THE REQUEST.
From the line with "For every instance of the bare" through the final line, transcribe the material below character for character; include no other lines.
>> START ROWS
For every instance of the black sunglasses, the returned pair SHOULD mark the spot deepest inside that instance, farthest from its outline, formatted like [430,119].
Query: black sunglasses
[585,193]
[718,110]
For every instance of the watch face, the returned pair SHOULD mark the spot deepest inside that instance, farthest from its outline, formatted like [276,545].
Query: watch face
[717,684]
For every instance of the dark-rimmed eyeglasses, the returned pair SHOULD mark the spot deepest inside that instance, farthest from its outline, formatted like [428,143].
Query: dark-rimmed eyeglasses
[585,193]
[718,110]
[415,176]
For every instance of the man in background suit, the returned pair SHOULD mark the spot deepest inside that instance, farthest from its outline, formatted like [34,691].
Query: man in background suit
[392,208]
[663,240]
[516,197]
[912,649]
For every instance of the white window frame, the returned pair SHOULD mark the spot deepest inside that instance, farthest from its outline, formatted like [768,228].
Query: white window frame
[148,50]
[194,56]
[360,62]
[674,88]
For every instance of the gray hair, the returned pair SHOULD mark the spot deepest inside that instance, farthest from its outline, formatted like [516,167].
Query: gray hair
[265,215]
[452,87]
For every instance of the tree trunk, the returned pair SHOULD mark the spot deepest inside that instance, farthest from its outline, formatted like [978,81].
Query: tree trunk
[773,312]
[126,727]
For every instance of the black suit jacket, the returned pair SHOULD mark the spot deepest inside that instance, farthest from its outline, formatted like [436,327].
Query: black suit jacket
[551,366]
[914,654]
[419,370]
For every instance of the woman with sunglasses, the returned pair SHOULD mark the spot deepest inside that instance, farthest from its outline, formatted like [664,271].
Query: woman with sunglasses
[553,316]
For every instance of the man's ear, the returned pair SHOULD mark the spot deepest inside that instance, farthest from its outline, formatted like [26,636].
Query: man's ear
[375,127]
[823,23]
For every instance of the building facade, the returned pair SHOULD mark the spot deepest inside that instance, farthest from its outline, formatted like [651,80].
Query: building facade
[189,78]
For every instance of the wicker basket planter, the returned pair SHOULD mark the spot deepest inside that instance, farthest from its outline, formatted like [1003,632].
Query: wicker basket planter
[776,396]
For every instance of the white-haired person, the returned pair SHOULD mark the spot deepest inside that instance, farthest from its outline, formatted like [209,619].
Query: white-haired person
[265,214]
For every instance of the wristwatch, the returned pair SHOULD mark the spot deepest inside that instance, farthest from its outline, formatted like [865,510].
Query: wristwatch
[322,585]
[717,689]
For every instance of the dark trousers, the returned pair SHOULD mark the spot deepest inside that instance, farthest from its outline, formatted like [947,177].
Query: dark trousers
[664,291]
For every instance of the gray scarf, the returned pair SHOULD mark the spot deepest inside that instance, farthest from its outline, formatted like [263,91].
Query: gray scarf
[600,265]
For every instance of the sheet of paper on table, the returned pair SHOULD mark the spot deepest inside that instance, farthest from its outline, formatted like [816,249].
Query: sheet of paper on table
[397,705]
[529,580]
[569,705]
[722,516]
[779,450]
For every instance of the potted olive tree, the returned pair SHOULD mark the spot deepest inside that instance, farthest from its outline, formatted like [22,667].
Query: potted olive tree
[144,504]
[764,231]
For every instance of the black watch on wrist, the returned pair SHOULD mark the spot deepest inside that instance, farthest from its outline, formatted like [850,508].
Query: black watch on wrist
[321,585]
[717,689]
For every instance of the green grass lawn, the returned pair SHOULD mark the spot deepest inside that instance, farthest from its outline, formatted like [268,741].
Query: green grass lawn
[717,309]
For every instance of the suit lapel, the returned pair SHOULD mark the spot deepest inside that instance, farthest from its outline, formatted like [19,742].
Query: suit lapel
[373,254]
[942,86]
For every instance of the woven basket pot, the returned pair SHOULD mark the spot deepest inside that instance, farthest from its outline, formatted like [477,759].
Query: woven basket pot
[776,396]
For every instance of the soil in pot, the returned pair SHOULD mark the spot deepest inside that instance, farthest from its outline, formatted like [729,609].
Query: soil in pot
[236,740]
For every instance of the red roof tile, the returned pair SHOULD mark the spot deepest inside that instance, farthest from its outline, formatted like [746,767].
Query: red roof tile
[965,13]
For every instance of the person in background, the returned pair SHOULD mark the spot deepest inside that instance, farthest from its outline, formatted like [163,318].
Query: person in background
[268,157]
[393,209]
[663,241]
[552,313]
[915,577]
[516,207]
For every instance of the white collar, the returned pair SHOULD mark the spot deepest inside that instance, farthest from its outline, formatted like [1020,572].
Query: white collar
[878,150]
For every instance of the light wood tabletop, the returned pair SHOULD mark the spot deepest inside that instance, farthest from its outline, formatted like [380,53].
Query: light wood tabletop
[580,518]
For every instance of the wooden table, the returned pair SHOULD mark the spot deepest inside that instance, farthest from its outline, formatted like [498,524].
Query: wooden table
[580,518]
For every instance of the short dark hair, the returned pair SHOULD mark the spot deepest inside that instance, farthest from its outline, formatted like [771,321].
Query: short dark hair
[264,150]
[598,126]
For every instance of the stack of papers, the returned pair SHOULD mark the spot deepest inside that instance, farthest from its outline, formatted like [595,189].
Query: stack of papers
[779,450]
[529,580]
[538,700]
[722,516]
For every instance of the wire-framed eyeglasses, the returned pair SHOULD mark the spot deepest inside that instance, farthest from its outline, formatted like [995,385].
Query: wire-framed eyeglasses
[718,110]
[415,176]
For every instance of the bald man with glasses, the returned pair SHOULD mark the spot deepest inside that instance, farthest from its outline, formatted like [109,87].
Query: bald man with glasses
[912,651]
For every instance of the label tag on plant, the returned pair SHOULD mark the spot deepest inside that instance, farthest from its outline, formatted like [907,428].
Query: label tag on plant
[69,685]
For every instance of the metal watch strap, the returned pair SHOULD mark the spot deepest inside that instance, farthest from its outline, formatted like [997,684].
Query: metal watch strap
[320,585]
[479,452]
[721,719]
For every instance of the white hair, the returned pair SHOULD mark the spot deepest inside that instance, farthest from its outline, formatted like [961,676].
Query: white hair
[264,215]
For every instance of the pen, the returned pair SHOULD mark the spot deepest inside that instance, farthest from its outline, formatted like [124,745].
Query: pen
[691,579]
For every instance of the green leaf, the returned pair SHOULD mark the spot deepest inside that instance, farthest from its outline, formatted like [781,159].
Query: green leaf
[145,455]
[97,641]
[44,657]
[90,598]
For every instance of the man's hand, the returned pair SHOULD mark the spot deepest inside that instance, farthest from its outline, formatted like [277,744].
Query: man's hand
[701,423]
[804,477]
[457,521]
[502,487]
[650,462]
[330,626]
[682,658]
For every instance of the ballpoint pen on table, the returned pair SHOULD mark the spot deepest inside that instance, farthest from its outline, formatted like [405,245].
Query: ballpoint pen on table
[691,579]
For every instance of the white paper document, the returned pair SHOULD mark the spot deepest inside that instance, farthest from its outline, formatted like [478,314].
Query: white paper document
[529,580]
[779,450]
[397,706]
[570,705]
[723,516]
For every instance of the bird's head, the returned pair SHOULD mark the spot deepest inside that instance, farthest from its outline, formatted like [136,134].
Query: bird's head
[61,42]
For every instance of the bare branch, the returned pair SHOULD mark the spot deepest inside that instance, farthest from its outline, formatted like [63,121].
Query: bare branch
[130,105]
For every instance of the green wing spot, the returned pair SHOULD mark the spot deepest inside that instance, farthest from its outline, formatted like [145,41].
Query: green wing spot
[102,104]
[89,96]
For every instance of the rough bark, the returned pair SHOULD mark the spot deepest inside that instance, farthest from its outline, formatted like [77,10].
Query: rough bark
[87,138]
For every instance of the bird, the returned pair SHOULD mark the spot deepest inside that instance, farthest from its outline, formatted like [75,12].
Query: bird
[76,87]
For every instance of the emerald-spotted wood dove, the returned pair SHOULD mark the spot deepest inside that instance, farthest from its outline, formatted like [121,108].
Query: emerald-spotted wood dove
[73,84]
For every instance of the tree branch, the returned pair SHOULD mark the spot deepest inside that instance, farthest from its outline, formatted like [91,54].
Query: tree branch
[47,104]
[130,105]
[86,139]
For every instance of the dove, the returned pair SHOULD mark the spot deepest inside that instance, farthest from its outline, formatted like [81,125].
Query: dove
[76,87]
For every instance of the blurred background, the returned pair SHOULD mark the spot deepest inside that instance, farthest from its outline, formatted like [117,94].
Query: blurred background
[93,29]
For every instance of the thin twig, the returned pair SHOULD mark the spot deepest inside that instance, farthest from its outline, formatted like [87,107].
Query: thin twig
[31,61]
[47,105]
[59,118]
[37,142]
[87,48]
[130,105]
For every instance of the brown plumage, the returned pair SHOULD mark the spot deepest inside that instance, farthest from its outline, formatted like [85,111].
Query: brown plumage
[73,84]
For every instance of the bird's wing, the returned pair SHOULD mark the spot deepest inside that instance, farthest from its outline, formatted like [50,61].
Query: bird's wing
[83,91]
>> END ROWS
RESULT FOR THIS EXERCISE.
For every instance of the bare branch, the returned pair SHOULD mark the spot deepest inside that instance, farthest from its outline, formatted like [63,121].
Query: bare branch
[130,105]
For every instance of the green wing spot, the returned pair SHOULD mark the spot deepest inside that instance, farthest from its outline, formatted like [145,41].
Query: green wing spot
[102,104]
[89,96]
For every instance of the rough bark, the returned pair SHOULD mark the spot deepest inside that instance, farthest from its outline, formatted like [77,10].
Query: rough bark
[87,138]
For every instance of the bird, the returned pair SHOULD mark the spot deepest inside that instance, farthest from its outline, formatted like [75,12].
Query: bird
[76,87]
For every instance of the emerald-spotted wood dove, the returned pair SHOULD mark the spot deepest inside that instance, farthest from its outline, formatted like [121,108].
Query: emerald-spotted wood dove
[73,84]
For every instance of the tree branch, the returned pair SHOULD mark the spot deepest inside that instance, farthest from its outline, formatted like [91,54].
Query: tree branch
[47,104]
[130,105]
[86,139]
For every instance of the dove, the returned pair SHOULD mark the spot deepest inside that instance, farthest from its outline, formatted like [81,125].
Query: dove
[76,87]
For every instance of the blurred background, the returned pair SHOULD mark the spot deepest inside that instance, farthest from its outline, formatted like [117,94].
Query: blurred background
[93,29]
For every instance of the thin twig, the returned pair SHOULD mark the spot deepest inside that instance, farthest from its outline, formatted like [87,107].
Query: thin twig
[31,61]
[47,105]
[59,118]
[37,142]
[87,48]
[130,105]
For every instance of the brown plumage, the returned pair SHOULD mark the spot deepest inside that instance, farthest from its outline, formatted like [85,111].
Query: brown plumage
[73,84]
For every instance of the bird's wing, the returned pair SHOULD mark the spot deepest inside that instance, farthest from its outline, formatted like [50,61].
Query: bird's wing
[83,91]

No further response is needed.